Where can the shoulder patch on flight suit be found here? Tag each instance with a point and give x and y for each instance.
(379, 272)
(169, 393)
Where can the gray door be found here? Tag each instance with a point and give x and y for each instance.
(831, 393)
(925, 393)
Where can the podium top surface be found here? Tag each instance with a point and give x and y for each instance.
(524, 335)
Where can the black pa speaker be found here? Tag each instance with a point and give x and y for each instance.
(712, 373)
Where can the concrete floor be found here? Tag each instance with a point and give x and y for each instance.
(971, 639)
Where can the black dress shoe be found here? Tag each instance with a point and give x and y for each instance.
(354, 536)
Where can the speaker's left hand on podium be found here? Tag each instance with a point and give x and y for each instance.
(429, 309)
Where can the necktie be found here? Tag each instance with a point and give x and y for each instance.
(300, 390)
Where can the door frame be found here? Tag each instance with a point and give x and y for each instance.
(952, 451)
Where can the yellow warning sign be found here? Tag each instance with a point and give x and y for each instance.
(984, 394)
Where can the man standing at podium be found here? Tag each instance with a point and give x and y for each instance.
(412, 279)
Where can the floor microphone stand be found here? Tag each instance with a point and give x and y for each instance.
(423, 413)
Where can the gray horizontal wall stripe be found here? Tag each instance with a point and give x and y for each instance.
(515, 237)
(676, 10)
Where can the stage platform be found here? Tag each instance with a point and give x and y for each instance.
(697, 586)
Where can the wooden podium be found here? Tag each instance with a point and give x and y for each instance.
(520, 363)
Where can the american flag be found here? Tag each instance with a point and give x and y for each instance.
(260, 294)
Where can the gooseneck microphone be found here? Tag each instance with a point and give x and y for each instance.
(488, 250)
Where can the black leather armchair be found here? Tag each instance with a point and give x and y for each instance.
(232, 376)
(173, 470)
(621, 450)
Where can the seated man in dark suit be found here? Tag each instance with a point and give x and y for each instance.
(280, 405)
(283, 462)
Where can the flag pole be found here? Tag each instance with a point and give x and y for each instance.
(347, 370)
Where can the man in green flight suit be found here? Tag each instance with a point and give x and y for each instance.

### Requirement
Every single entry above has to be copied exactly.

### Exercise answer
Where can the shoulder patch on flight suit be found here? Tag each instance with a point and give x and y for each instance.
(379, 272)
(169, 393)
Where can the gray door be found here? Tag each instance with a point and give x and y for each instance.
(831, 393)
(925, 393)
Where can the podium top surface be found here? Tag each instance with a point and give x and y for each instance.
(524, 335)
Where can the black pa speaker be found here? Tag each instance with a point and give x and y for each instance.
(712, 373)
Where can the concrete floor be found here? Tag each instance with a point and give x and y for each instance.
(971, 639)
Where can the black dress shoe be found here? Tag each instance with a point and give x and y for each instance.
(354, 536)
Where can the speaker's left hand on podium be found here? Tag each instance with a point and give x and y for each instance.
(429, 309)
Where can the necktie be found here? Tag each instance with a point and give x and y for each instance.
(300, 390)
Where can the door frame be found here? Tag each instance with a point and give x and y for each instance.
(952, 451)
Where can the yellow warning sign be found here? Tag each instance with a point and give x and y for each instance.
(984, 394)
Where can the man standing at podium be found here? Tag each instance with a point and give x and y for each instance.
(412, 279)
Where can the floor microphone stand be found here? Tag each instance with a point and give x and y for each instance.
(423, 413)
Where can the gray horizontal wall stripe be found here? Tag each instance with a point and give x and y for each instance.
(515, 237)
(676, 10)
Where can the stage platform be found here? Tag each instance with a point and give x and y for each instance.
(697, 586)
Where can the wooden podium be found here? Tag each instance with a point and give x and y for each instance.
(520, 363)
Where can the american flag be found here? Tag each instance with a point and give x and y for each instance.
(260, 294)
Where can the gooseneck microphone be found here? Tag each instance with a point and give x and y for each instance.
(488, 250)
Where can the black leather armchair be found here? Tag each instance with a point and give x and y for each instance.
(232, 376)
(173, 470)
(621, 450)
Where can the seated man in dark suit be found here? Tag each instance with a point and give x and y for each instance.
(280, 405)
(283, 462)
Where can the flag pole be found here? Tag each instance with a point and give x and y for each instance.
(347, 370)
Where can the man in green flight suit be found here? Tag each instance with a point and give x and y for each instance.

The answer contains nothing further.